_Passage for review_
┄┄┄┄┄┄┄┄┄┄┄┄┄┄┄┄┄┄┄┄

Friday, June 5, 2026

Psychiatry, psychedelic drugs and democracy

"God forbid that in a democratic society, we should resign the task and give the government over to experts. What are we for if we are to be scientifically taken care of by small number of gentlemen who are the only men who understand the job? Because if we don't understand the job, then we are not a free people." 

--Senator Robert F. Kennedy, in hearings before the Subcommittee on Executive Reorganization, of the Senate Committee on Government Operations, concerning federal drug research and regulation of LSD (May 24, 1966).

These comments by Robert F. Kennedy (note... not "Jr.") were recorded almost exactly sixty years ago. He was talking about how the U.S. government should think about psychedelic drugs, which at that time pretty much just meant LSD. 

Other psychedelics like psilocybin, MDMA, ibogaine, ayahuasca, mescaline, bufo and ketamine, have very different historical contexts: they may come with long indigenous traditions and sacred rituals, or medical applications which predate populist recreational use/abuse in Western societies. LSD was unique or paradigmatic, as having been accidentally invented in a pharma company lab, and later widely disseminated to be used secretly and illegally within a single human generation as both a sacrament and a weapon, creating huge socio-cultural impact.

LSD started out as a psychiatric drug. It presents a simpler, historical picture of psychedelics for mental health medicine because intentions connected to it, however various from one individual user to another, have not significantly changed, but were all there in 1943 for Albert Hoffman's bicycle ride. It can be seen as one short, peculiarly Western narrative.

These days we get very complicated indeed (and political once again), with our discussions and debates about human salvation, chemical Christianity, mental health, science and brains. One recent (May 2026) editorial by several international experts almost reads like a Cold War intelligence estimate, suggesting elaborate countermeasures against an impending demise of scientific medicine.

┄┄┄┄┄┄┄┄┄┄┄┄┄┄┄┄┄┄┄┄

_List of tasks_
A. Can you duplicate the part of the post on psychedelic drugs and democracy from "These comments by" to "just meant LSD."?
B. Answer these about the post on psychedelic drugs and democracy:
(i) Which subcommittee held the hearings where Robert F. Kennedy made the quoted comments?
(ii) In what year did Albert Hoffman's bicycle ride take place?
(iii) When was the recent editorial by several international experts published?

_Collected material_

┄┄┄┄┄┄┄┄┄┄┄┄┄┄┄┄┄┄┄┄

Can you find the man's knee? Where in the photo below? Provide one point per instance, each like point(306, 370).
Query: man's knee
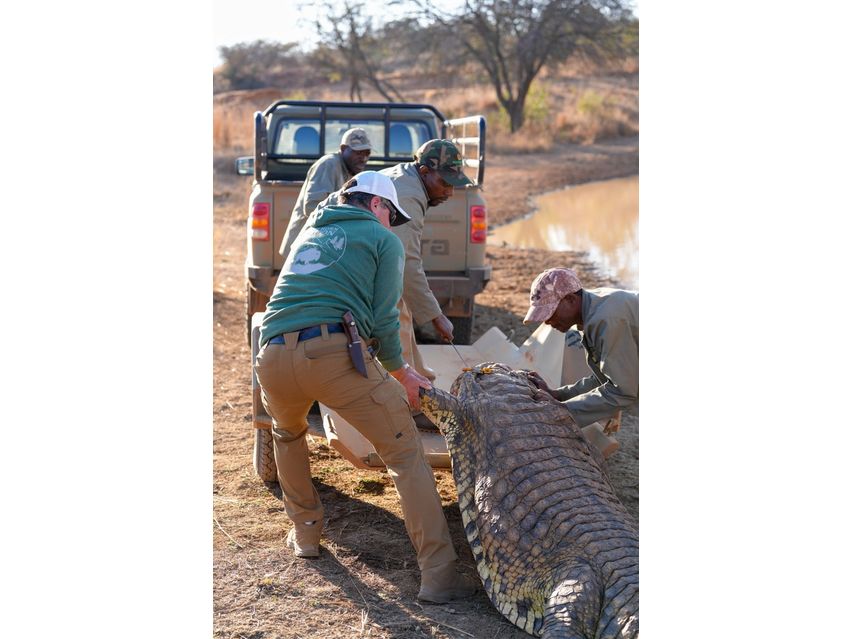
point(285, 435)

┄┄┄┄┄┄┄┄┄┄┄┄┄┄┄┄┄┄┄┄

_Outputs by task_
A.
These comments by Robert F. Kennedy (note... not "Jr.") were recorded almost exactly sixty years ago. He was talking about how the U.S. government should think about psychedelic drugs, which at that time pretty much just meant LSD.

B.
(i) The Subcommittee on Executive Reorganization, of the Senate Committee on Government Operations
(ii) 1943
(iii) May 2026